**READING TEXT**

···

Re: Garage fire separation and pull down ladders

I guess the pull down stairs could be required to be protected by 1 3/8inch thick doors.

The keyword here is other openings ---- 3 options, door, metallic ductwork, or other penetration (not opening - IMHO)

so here is the applicable section -

Other openings between the garage and residence shall

be equipped with solid wood doors not less than 13/8 inches (35

mm) in thickness, solid or honeycomb core steel doors not less

than 13/8 inches (35 mm) thick, or 20-minute fire-rated doors.

Best option is to run the 5/8" from slab to bottom of roof deck, then I don't care if you sheetrock the roof of the garage or not providing a habitable room (or unfinished bonus room) is not located above - which in that case, wouldn't have a set of pull down stairs in the first place.


----------



## Code Neophyte (Dec 3, 2009)

Re: Garage fire separation and pull down ladders

How about this one:  http://www.bessler.com/


----------



## mtlogcabin (Dec 3, 2009)

Re: Garage fire separation and pull down ladders



> R309.2 Separation required.The garage shall be separated from the residence and its attic area by not less than ½-inch (12.7 mm) gypsum board applied to the garage side.


1/2 inch is all that is required not 5/8 inch and not Type X.

Contractors have built a box around the pull down ladder lined with 1/2 sheet rock with a hinged lid on top overed with sheet rock.

Pull down the ladder walk up and push the lid open at the top. Simple solution


----------



## vegas paul (Dec 3, 2009)

···

**RAW DATA**
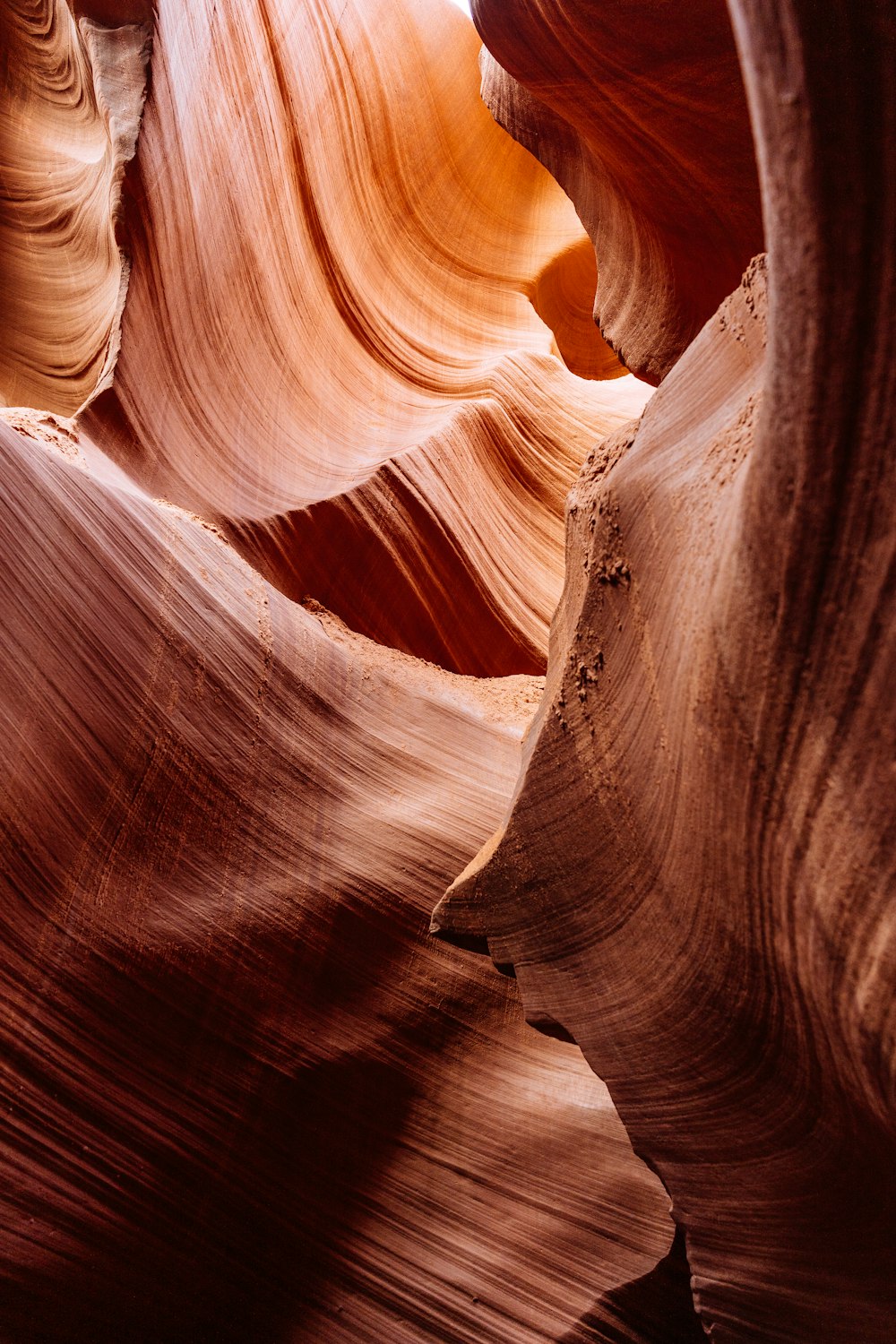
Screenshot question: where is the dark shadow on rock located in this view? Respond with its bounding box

···

**STATED EXERCISE**
Write out the garage fire separation thread word for word, everything from "## mtlogcabin (Dec" down to "the garage side.". You won't need the listing for this.

**TASK RESPONSE**
## mtlogcabin (Dec 3, 2009)

Re: Garage fire separation and pull down ladders



> R309.2 Separation required.The garage shall be separated from the residence and its attic area by not less than ½-inch (12.7 mm) gypsum board applied to the garage side.